• WHAT IS REQUIRED:
From the line that includes "Where can the portico" to the last line of the data, quote each line precisely; both boundary lines belong in the answer.

====

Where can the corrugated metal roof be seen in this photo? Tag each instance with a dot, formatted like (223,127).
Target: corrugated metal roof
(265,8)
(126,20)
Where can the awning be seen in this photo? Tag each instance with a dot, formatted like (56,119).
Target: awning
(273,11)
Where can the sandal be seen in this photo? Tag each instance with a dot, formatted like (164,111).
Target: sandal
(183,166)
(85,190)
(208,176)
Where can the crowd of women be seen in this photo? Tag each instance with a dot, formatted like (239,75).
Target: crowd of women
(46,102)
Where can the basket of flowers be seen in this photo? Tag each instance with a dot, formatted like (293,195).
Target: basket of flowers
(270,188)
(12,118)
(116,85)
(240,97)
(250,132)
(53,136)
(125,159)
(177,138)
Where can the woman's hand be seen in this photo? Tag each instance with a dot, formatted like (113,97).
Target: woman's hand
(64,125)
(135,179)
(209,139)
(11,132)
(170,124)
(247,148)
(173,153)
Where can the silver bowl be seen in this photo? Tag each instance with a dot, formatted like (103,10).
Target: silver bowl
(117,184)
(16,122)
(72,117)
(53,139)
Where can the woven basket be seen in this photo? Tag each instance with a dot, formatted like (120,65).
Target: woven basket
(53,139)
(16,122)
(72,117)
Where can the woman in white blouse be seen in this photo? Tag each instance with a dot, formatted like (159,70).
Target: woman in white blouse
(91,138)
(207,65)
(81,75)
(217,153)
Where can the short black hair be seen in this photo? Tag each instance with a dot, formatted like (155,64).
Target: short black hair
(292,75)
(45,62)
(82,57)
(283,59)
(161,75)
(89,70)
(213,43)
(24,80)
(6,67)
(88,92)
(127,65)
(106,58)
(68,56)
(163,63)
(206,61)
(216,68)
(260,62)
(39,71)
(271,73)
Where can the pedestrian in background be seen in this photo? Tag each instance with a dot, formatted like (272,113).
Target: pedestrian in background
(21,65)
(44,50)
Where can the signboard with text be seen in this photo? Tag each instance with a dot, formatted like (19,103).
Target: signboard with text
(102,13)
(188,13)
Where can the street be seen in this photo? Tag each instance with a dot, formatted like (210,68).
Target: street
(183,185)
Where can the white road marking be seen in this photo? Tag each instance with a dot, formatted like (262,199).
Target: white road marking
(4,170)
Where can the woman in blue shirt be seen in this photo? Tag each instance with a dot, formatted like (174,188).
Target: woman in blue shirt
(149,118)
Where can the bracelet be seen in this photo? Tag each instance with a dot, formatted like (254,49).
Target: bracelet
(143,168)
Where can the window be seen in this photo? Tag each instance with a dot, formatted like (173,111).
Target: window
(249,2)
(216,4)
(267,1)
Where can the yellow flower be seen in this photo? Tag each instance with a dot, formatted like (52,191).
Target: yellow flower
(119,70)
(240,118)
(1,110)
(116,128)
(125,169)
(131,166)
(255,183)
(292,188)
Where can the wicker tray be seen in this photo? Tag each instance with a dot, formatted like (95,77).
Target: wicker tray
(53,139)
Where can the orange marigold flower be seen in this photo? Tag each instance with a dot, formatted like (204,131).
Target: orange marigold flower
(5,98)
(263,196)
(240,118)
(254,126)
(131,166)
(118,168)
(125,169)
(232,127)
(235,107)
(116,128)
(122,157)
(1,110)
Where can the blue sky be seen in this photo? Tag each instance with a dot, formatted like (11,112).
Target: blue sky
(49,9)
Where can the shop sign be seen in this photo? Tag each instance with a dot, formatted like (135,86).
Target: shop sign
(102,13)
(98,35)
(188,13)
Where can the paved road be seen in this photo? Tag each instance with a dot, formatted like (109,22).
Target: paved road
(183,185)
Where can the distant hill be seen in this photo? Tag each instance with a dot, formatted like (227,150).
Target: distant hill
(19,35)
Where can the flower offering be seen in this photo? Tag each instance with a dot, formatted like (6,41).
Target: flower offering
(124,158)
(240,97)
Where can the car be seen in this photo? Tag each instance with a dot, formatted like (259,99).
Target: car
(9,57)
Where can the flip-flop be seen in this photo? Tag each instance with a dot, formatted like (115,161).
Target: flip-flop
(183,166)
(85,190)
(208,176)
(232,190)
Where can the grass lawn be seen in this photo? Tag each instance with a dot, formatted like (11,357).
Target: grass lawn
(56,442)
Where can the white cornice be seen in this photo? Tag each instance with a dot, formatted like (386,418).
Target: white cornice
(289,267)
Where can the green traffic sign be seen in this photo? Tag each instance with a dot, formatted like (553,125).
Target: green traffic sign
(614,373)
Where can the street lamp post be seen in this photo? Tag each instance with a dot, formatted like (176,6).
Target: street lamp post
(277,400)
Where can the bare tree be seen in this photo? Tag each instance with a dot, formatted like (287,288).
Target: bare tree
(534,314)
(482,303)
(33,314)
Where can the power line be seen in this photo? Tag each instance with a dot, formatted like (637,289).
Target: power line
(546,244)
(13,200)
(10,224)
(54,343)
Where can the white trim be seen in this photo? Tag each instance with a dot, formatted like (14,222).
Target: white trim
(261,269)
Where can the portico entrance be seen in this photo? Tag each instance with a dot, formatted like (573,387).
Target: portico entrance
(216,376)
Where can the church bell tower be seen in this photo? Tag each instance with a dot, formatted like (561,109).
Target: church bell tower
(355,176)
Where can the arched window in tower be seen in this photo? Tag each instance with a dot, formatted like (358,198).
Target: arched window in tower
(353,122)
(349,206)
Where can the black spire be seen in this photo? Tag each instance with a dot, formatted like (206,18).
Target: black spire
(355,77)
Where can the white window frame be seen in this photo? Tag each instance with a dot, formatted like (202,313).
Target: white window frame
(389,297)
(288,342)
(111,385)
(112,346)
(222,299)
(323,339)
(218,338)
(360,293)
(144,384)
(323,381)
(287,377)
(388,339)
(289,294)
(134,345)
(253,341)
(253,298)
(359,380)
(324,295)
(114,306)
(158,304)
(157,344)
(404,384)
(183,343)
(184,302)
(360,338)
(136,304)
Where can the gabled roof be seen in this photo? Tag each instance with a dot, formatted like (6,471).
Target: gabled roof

====

• COMPLETE RESPONSE:
Where can the portico entrance be seen in this photo? Tag each instance with a dot, formatted like (573,387).
Target: portico entrance
(216,376)
Where can the church bell tower be seen in this photo? Tag each instance with a dot, formatted like (561,109).
Target: church bell tower
(355,176)
Where can the arched window in tower be seen in this photo? Tag each instance with a dot, formatted like (358,198).
Target: arched window in tower
(353,122)
(349,206)
Where can the black spire be seen in this photo? Tag each instance with a dot, formatted like (206,18).
Target: black spire
(355,77)
Where can the white window frame be seen in this photo? Tag each instance with a dot, formatted like (202,313).
Target: white window frame
(389,297)
(288,342)
(111,385)
(112,346)
(222,299)
(323,339)
(218,338)
(360,293)
(144,384)
(323,381)
(287,377)
(388,339)
(289,294)
(134,345)
(253,341)
(253,298)
(359,380)
(324,295)
(114,306)
(158,304)
(157,344)
(404,384)
(183,343)
(184,302)
(360,338)
(136,304)
Where can the gabled roof be seen in this photo? Tag each instance with a dot, formatted like (6,471).
Target: gabled roof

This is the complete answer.